**DOCUMENT:**

┌──

Team Haiyin EV Racing now owns the fastest and quickest electric drag car in the USA!


----------



## valerun (Nov 12, 2010)

congratulations! very cool!


----------



## aeroscott (Jan 5, 2008)

Well done , keep it up; what are the 0-60 mph times .


----------



## evolutioneng (Jun 29, 2011)

what is all in your vehicle?


----------



## LithiumaniacsEVRacing (Oct 9, 2010)

Thank you guys!

It was not easy.


----------



## piotrsko (Dec 9, 2007)

So I am taking it that everything worked and that you are once again back to massaging all the variables?


----------



## Batterypoweredtoad (Feb 5, 2008)

piotrsko said:


> So I am taking it that everything worked and that you are once again back to massaging all the variables?


Yes, I am curious about this as well. Did the Gear Vendors setup work like you expected?


----------



## jr dragster (Oct 11, 2010)

GREAT JOB 9s will come soon


----------



## LithiumaniacsEVRacing (Oct 9, 2010)

Batterypoweredtoad said:


> Yes, I am curious about this as well. Did the Gear Vendors setup work like you expected?

└──

Reproduce the drag racing thread above word for word, between "## piotrsko (Dec" and "(Feb 5, 2008)", inclusive. The material that follows is separate from the forum thread above.

**MATERIAL PROVIDED:**

┌──

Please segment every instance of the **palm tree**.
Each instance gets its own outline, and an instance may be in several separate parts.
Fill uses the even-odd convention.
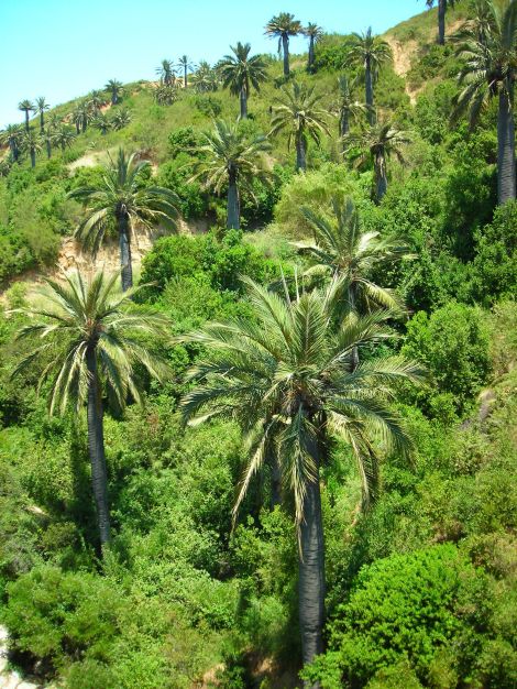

└──

**EXPECTED OUTPUT:**
## piotrsko (Dec 9, 2007)

So I am taking it that everything worked and that you are once again back to massaging all the variables?


----------



## Batterypoweredtoad (Feb 5, 2008)